## BRIEF
Pull out each line in the records below that contains the string "purple", and copy those lines unchanged.

Contour labeling items:
╔══

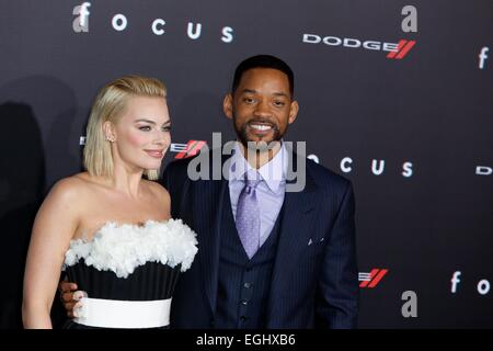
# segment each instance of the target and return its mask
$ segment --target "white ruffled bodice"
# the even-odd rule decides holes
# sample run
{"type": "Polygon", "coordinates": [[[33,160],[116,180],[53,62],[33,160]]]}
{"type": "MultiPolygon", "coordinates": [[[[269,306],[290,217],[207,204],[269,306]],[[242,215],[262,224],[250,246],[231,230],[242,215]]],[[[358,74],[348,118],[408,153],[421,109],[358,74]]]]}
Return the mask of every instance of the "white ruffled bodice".
{"type": "Polygon", "coordinates": [[[144,226],[107,222],[91,240],[70,241],[64,270],[84,259],[87,265],[113,271],[118,278],[127,278],[146,262],[171,268],[181,264],[184,272],[192,265],[196,252],[196,234],[181,219],[148,220],[144,226]]]}

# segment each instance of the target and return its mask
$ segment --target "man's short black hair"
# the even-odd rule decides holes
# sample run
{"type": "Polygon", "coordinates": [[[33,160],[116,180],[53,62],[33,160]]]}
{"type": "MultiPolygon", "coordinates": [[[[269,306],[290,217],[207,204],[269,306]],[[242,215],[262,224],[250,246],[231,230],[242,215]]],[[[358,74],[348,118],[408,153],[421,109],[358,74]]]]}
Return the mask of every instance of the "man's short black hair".
{"type": "Polygon", "coordinates": [[[253,68],[272,68],[277,69],[285,73],[289,81],[289,93],[291,94],[291,98],[294,97],[295,92],[295,75],[293,73],[291,68],[283,61],[280,58],[272,56],[272,55],[256,55],[246,58],[243,60],[240,65],[238,65],[237,69],[234,70],[234,77],[233,77],[233,84],[231,92],[234,94],[234,92],[238,89],[238,86],[240,84],[241,77],[245,71],[253,68]]]}

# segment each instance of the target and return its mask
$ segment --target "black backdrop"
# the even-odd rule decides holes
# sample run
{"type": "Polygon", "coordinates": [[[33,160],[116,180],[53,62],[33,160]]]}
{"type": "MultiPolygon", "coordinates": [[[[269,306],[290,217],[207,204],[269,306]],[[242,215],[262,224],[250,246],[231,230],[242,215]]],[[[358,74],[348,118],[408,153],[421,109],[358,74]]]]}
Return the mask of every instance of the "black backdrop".
{"type": "Polygon", "coordinates": [[[491,1],[90,1],[89,31],[77,32],[80,3],[0,2],[0,327],[21,326],[32,220],[53,183],[80,170],[96,91],[127,73],[164,80],[169,162],[188,140],[233,137],[222,97],[255,54],[295,70],[301,109],[287,139],[354,182],[360,275],[385,273],[362,281],[359,326],[493,327],[491,1]],[[403,31],[405,5],[417,31],[403,31]],[[389,58],[401,39],[415,45],[389,58]],[[405,291],[417,317],[401,313],[405,291]]]}

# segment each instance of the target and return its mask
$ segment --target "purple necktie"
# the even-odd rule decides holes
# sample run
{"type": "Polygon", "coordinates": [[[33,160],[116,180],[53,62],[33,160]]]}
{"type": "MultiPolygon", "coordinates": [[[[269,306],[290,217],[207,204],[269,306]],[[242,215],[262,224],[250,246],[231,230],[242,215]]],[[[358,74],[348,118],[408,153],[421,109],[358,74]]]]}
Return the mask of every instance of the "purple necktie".
{"type": "Polygon", "coordinates": [[[260,247],[260,208],[255,188],[262,181],[260,174],[250,170],[244,179],[237,205],[237,229],[244,251],[251,259],[260,247]]]}

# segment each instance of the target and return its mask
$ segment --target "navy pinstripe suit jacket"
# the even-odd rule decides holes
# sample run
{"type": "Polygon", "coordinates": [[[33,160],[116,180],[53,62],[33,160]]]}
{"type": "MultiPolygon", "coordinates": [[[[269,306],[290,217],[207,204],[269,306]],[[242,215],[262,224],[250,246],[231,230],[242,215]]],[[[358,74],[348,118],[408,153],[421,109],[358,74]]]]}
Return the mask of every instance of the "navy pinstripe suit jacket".
{"type": "MultiPolygon", "coordinates": [[[[296,159],[296,158],[295,158],[296,159]]],[[[225,159],[223,159],[225,160],[225,159]]],[[[222,161],[223,161],[222,160],[222,161]]],[[[171,162],[162,184],[171,215],[197,233],[198,252],[173,295],[172,328],[214,328],[219,230],[227,180],[187,177],[191,159],[171,162]]],[[[301,192],[286,192],[265,326],[354,328],[358,313],[354,195],[348,180],[307,159],[301,192]]]]}

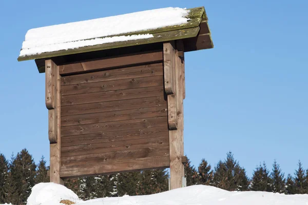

╚══

## FINAL ANSWER
$ segment --target "purple necktie"
Return the mask of every instance of the "purple necktie".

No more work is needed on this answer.